=== Assignment ===
Produce an exact copy of the first line of the data below and each line after it, please, up to and including the one with "Mark each instance of the tree trunk".

Stored items:

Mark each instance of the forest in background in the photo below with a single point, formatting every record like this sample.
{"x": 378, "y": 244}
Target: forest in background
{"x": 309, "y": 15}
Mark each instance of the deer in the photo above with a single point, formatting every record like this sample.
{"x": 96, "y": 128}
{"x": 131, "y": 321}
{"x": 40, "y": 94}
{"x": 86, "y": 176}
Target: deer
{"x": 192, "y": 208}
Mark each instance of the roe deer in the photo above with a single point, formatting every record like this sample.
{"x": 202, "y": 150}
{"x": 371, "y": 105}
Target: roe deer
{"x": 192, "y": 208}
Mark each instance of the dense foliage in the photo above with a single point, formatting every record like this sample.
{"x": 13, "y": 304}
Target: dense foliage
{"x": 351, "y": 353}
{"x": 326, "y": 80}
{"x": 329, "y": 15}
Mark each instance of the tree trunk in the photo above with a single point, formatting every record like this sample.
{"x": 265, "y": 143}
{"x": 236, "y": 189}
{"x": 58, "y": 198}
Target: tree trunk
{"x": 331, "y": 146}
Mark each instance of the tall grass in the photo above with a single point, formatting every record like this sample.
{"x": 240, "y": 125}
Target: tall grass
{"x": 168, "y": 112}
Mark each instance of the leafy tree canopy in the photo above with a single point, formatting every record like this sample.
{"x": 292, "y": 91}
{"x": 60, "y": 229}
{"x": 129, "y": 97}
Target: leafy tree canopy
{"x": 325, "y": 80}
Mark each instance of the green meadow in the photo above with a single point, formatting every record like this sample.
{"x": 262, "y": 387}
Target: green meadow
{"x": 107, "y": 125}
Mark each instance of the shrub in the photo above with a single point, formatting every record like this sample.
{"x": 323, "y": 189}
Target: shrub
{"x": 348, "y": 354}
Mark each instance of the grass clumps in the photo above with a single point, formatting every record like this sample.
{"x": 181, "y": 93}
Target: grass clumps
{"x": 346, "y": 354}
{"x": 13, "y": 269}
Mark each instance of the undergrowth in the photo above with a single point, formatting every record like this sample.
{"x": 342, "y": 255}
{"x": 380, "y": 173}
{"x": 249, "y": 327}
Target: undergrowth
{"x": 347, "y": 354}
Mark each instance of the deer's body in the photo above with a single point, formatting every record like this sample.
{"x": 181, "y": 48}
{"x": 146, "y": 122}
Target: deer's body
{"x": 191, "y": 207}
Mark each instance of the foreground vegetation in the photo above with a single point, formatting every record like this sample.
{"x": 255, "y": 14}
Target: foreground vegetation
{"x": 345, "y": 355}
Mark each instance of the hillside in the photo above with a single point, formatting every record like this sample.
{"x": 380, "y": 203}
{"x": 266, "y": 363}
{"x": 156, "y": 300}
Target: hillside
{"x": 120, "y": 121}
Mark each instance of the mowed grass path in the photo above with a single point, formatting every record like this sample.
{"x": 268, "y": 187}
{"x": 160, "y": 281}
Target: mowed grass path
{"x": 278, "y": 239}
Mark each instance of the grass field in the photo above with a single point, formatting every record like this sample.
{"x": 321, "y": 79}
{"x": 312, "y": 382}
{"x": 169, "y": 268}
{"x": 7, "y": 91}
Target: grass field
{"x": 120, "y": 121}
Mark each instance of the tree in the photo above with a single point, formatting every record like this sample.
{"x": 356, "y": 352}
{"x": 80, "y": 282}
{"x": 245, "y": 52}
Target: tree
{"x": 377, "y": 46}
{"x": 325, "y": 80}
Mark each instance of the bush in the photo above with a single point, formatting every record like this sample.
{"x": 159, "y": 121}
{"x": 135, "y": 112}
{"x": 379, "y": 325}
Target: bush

=== Written solution ===
Mark each instance of the forest in background in the photo below with a single point, formatting every record like this sample.
{"x": 378, "y": 244}
Target: forest in background
{"x": 309, "y": 15}
Mark each instance of the deer in the photo above with a single point, formatting every record like this sample.
{"x": 96, "y": 128}
{"x": 131, "y": 321}
{"x": 40, "y": 94}
{"x": 86, "y": 176}
Target: deer
{"x": 192, "y": 208}
Mark each instance of the roe deer in the photo above with a single point, formatting every record like this sample.
{"x": 202, "y": 150}
{"x": 371, "y": 105}
Target: roe deer
{"x": 192, "y": 208}
Mark each instance of the dense foliage in the photo above with a single point, formatting every record like this sample.
{"x": 13, "y": 304}
Target: dense foliage
{"x": 351, "y": 353}
{"x": 326, "y": 80}
{"x": 329, "y": 15}
Mark each instance of the tree trunk in the photo above with a single point, formatting every record like this sample.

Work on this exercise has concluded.